(The task)
Restate word for word the lines that begin the listing and end with the line holding "Guideline: for each instance of the door".

(Records for the exercise)
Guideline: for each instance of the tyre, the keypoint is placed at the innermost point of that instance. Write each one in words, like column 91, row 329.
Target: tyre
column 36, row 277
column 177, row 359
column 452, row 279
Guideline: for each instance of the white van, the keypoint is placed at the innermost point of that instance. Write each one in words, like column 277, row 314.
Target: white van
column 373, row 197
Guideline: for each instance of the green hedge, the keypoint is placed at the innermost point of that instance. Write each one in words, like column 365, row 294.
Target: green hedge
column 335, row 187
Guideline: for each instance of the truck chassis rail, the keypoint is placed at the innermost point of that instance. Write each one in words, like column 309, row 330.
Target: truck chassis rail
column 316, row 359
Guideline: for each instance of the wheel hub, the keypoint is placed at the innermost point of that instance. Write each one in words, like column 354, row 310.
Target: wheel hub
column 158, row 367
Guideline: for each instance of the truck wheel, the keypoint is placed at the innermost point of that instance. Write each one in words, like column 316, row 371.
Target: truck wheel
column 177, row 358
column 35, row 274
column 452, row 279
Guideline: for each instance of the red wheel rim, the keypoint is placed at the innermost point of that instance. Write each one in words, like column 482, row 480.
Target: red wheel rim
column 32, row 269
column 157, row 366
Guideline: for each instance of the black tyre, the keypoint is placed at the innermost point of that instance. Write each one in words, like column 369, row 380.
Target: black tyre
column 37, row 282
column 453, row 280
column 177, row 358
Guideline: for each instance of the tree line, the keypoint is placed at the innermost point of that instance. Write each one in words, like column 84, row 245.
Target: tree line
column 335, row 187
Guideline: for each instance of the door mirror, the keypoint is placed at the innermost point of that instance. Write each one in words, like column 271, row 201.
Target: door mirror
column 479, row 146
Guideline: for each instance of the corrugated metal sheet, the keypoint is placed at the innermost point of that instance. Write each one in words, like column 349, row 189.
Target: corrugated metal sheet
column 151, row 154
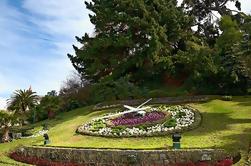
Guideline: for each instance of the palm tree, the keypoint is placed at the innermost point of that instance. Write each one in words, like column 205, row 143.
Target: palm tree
column 22, row 101
column 7, row 119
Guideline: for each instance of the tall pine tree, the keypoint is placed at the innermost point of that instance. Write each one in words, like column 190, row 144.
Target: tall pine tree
column 132, row 38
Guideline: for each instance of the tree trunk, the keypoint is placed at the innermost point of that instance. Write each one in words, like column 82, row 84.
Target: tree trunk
column 5, row 137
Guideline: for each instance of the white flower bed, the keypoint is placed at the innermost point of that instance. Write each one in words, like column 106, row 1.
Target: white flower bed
column 184, row 121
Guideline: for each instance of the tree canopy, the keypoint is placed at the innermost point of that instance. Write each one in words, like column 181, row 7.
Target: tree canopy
column 146, row 40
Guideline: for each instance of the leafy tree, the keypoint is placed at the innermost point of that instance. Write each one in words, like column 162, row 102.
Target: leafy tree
column 233, row 75
column 22, row 100
column 7, row 119
column 134, row 39
column 206, row 14
column 137, row 42
column 50, row 103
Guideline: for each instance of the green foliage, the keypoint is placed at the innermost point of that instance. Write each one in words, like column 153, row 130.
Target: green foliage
column 116, row 90
column 50, row 103
column 131, row 37
column 22, row 100
column 137, row 43
column 180, row 114
column 231, row 34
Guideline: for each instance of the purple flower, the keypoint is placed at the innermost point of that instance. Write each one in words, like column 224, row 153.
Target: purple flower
column 135, row 120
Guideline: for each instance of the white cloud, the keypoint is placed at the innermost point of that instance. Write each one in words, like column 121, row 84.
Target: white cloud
column 2, row 103
column 38, row 58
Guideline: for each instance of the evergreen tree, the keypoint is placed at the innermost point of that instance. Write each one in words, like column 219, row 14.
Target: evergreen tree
column 132, row 38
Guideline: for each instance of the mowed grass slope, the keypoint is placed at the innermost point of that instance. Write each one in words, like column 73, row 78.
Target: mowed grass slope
column 225, row 124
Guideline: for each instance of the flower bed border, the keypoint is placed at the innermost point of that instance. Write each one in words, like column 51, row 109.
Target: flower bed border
column 75, row 157
column 194, row 125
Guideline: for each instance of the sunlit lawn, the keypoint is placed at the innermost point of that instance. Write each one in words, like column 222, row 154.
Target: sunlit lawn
column 225, row 124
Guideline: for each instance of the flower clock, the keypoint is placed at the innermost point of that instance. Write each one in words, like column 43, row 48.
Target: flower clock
column 154, row 120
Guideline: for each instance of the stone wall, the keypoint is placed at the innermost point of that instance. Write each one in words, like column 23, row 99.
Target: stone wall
column 123, row 157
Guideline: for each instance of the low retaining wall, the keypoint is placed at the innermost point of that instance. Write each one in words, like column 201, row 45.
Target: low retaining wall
column 123, row 157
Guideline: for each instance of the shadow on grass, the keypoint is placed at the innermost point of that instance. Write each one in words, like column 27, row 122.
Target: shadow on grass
column 213, row 122
column 243, row 101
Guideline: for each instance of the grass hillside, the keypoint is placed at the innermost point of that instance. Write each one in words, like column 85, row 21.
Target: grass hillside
column 225, row 124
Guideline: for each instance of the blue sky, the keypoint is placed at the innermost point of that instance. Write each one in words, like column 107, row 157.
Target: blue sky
column 36, row 36
column 35, row 39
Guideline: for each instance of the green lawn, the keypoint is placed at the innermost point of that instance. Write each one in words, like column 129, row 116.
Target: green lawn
column 225, row 124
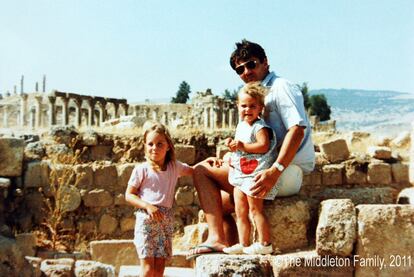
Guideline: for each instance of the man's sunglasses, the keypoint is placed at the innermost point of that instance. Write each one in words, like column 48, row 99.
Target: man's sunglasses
column 249, row 65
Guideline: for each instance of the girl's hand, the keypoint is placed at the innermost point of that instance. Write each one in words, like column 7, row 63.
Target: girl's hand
column 154, row 213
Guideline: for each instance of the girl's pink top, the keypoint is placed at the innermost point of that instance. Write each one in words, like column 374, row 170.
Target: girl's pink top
column 157, row 187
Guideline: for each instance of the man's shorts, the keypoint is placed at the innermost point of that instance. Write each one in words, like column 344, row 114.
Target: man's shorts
column 290, row 181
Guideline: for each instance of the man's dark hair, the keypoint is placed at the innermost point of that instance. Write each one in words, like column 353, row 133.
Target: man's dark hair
column 246, row 50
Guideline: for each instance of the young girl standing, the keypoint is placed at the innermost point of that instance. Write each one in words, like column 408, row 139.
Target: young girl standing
column 253, row 149
column 151, row 190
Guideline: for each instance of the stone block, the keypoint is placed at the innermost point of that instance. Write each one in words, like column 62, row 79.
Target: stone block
column 379, row 152
column 127, row 224
column 233, row 265
column 100, row 152
column 355, row 173
column 107, row 224
column 57, row 267
column 84, row 176
column 37, row 174
column 92, row 268
column 87, row 227
column 312, row 179
column 27, row 243
column 97, row 198
column 336, row 230
column 379, row 174
column 290, row 214
column 11, row 153
column 184, row 196
column 335, row 150
column 105, row 176
column 385, row 232
column 400, row 173
column 382, row 195
column 185, row 153
column 332, row 174
column 124, row 173
column 406, row 196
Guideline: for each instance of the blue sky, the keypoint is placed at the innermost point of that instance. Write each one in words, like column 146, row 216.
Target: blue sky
column 144, row 49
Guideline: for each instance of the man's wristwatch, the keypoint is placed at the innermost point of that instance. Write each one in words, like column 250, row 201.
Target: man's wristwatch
column 279, row 166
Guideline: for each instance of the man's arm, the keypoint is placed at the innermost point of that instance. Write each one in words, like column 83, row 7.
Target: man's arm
column 265, row 180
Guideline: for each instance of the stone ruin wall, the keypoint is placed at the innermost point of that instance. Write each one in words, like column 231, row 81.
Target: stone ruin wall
column 40, row 110
column 98, row 210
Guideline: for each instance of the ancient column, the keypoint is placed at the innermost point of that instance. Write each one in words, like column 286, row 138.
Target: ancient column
column 23, row 109
column 102, row 113
column 91, row 108
column 206, row 112
column 411, row 168
column 78, row 107
column 21, row 84
column 116, row 107
column 231, row 116
column 52, row 110
column 65, row 110
column 5, row 116
column 125, row 108
column 44, row 83
column 38, row 122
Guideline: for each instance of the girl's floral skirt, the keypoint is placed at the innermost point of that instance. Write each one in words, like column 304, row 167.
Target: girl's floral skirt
column 154, row 238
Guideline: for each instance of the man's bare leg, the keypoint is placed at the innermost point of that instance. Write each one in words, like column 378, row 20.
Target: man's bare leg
column 209, row 181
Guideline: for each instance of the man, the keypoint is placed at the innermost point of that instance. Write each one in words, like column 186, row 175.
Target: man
column 285, row 113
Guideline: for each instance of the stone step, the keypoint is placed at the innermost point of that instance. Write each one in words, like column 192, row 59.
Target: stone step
column 134, row 270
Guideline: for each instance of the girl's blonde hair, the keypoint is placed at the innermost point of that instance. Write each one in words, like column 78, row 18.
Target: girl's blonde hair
column 153, row 126
column 255, row 90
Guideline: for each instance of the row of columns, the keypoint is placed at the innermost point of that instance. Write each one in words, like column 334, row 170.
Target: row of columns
column 36, row 112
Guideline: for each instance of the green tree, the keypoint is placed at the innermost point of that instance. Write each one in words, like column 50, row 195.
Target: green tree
column 230, row 95
column 305, row 92
column 182, row 94
column 319, row 106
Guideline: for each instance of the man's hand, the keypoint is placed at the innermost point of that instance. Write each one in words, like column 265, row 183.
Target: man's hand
column 264, row 181
column 216, row 162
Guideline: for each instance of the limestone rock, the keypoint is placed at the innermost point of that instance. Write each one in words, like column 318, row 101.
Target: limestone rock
column 11, row 153
column 336, row 231
column 377, row 195
column 107, row 224
column 124, row 173
column 127, row 224
column 400, row 173
column 27, row 243
column 288, row 214
column 406, row 196
column 105, row 175
column 97, row 198
column 332, row 174
column 91, row 268
column 36, row 174
column 58, row 267
column 379, row 174
column 379, row 152
column 335, row 150
column 385, row 232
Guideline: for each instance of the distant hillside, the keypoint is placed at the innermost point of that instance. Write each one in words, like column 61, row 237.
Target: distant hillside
column 379, row 111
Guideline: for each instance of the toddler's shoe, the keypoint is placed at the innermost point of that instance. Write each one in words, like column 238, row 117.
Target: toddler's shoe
column 235, row 249
column 258, row 248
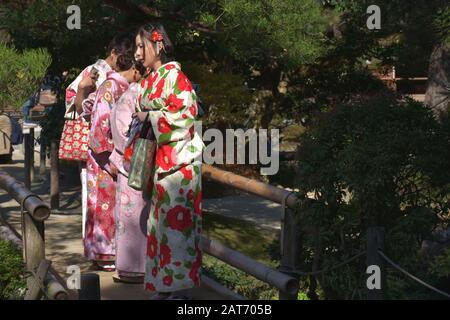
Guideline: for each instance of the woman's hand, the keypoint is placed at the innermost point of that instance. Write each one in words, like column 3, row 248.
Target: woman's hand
column 142, row 116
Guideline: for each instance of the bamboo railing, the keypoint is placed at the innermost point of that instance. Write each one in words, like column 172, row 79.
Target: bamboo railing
column 286, row 283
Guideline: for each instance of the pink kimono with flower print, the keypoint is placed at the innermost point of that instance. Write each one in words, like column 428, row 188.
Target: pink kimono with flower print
column 100, row 224
column 131, row 211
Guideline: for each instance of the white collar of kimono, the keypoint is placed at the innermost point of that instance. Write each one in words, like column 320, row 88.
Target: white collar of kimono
column 177, row 65
column 102, row 65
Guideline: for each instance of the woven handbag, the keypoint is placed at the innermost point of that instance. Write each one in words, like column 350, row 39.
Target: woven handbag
column 73, row 145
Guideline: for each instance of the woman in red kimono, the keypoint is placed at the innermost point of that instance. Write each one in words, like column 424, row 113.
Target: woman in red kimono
column 167, row 99
column 99, row 243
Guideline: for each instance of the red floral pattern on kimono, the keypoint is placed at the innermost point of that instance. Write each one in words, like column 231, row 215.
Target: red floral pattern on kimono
column 100, row 222
column 174, row 257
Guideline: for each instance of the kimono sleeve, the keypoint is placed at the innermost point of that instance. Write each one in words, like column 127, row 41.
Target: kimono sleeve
column 100, row 134
column 174, row 119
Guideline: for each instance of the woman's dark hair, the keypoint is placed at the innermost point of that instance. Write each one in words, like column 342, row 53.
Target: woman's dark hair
column 125, row 61
column 121, row 44
column 146, row 30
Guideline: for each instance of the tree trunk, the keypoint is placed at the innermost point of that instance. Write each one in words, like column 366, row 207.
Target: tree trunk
column 437, row 96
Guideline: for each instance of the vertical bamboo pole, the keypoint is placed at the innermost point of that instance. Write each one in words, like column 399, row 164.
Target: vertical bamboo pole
column 42, row 157
column 31, row 146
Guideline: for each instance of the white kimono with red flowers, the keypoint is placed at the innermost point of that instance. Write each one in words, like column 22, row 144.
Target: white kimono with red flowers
column 174, row 256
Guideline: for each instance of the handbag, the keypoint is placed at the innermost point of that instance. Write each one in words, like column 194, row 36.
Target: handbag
column 142, row 163
column 73, row 145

(Written response)
Guideline: for each instance of the tyre, the keypoint is placed at the innermost point of that instance. Write each one in words, like column 91, row 329.
Target: tyre
column 36, row 277
column 177, row 359
column 452, row 279
Guideline: for each instance of the white van, the keypoint is placed at the innermost point of that instance. Write each one in words, like column 277, row 314.
Target: white van
column 373, row 197
Guideline: for each instance of the green hedge, the keypoint is placed at the innermost point of that instance. Write each one in words, like column 365, row 294.
Target: green hedge
column 335, row 187
Guideline: for each instance of the truck chassis rail, the keypoint is placed at the innermost point of that instance. Write each one in words, like column 309, row 330.
Target: truck chassis rail
column 316, row 359
Guideline: for each instance of the wheel hub, the keypoint is placed at the innermost point of that instance. Write each one in words, like column 354, row 310.
Target: wheel hub
column 158, row 367
Guideline: for each instance of the truck wheel, the keypoint is placed at the innermost point of that instance. Write each one in words, like column 316, row 371.
Target: truck wheel
column 177, row 358
column 35, row 274
column 452, row 279
Guideline: for each instance of the red wheel rim, the keypoint is placed at the innermost point of that instance. Write each one in words, like column 482, row 480.
Target: red wheel rim
column 32, row 269
column 157, row 366
Guideline: for each instance of the black tyre, the keypoint is placed at the innermost point of that instance. Write each one in words, like column 369, row 380.
Target: black tyre
column 37, row 282
column 453, row 280
column 177, row 358
Guideline: for each instance of the tree line, the keypoint is placed at the innermost point of that instance. Write each one in words, like column 84, row 245.
Target: tree line
column 335, row 187
Guideline: for each instance of the door mirror, the keypoint is placed at the innermost point of that instance. Write each one in words, like column 271, row 201.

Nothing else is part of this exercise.